» **What you will do**: Scan the lines below for "upper" and copy the matches.

» **Records for processing**:
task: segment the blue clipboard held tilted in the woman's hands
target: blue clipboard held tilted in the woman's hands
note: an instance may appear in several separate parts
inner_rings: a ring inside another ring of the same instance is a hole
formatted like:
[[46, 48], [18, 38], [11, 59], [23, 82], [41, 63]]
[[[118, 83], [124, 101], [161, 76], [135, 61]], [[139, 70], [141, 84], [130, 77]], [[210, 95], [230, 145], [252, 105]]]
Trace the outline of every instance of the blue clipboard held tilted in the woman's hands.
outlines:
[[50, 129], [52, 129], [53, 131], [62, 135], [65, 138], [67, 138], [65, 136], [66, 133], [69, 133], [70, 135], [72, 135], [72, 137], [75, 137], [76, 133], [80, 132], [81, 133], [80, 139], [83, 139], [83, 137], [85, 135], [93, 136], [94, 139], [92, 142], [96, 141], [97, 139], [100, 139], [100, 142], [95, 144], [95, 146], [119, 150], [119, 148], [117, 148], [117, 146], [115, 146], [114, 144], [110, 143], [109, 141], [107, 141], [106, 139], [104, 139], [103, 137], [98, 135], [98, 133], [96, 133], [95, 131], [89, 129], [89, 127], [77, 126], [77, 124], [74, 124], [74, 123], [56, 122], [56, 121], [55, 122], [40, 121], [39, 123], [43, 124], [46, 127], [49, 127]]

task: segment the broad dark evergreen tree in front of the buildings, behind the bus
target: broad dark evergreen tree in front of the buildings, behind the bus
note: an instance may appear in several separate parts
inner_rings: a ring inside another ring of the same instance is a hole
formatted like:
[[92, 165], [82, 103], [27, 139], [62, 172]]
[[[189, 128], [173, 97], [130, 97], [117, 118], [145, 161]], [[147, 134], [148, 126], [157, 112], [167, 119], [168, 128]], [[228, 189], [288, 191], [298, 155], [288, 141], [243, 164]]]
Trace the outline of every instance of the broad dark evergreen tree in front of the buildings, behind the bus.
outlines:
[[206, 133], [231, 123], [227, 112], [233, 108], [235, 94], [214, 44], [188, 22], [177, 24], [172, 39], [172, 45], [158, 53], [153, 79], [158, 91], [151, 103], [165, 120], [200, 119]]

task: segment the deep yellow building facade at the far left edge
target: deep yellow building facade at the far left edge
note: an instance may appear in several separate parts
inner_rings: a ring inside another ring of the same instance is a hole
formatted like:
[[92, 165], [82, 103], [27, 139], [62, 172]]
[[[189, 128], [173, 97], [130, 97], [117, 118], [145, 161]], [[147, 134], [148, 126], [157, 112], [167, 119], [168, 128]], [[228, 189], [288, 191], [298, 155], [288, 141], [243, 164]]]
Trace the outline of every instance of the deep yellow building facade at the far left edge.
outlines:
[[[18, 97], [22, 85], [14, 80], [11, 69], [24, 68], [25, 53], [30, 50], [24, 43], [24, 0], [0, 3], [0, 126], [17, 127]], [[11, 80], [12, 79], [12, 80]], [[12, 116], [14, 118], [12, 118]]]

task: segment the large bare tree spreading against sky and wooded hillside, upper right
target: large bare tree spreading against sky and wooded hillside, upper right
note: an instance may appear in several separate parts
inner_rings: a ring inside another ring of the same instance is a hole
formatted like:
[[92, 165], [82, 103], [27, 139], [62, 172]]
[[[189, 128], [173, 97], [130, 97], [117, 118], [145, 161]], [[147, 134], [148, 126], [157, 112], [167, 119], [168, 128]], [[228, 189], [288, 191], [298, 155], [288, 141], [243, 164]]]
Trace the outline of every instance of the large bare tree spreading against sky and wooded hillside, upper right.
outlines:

» **Solution to the problem**:
task: segment the large bare tree spreading against sky and wooded hillside, upper right
target: large bare tree spreading against sky and wooded hillside, upper right
Trace the outline of every instance of the large bare tree spreading against sky and wooded hillside, upper right.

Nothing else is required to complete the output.